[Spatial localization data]
== Segment start ==
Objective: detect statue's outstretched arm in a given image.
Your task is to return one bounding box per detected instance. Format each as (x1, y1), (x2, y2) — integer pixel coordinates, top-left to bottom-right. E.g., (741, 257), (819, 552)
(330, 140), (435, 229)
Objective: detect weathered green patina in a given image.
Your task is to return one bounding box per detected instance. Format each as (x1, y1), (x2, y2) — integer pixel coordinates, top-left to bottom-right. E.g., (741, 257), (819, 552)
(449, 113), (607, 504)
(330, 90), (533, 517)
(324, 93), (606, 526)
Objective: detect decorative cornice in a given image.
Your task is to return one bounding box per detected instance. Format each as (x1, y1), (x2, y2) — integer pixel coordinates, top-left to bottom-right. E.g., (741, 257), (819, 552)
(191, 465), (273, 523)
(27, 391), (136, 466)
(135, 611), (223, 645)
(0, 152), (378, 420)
== Segment end ==
### WORK TASK
Whenever a line of the data contains "given", it counts; state how many such lines there are, with nothing added.

### RESPONSE FOR THIS EXERCISE
3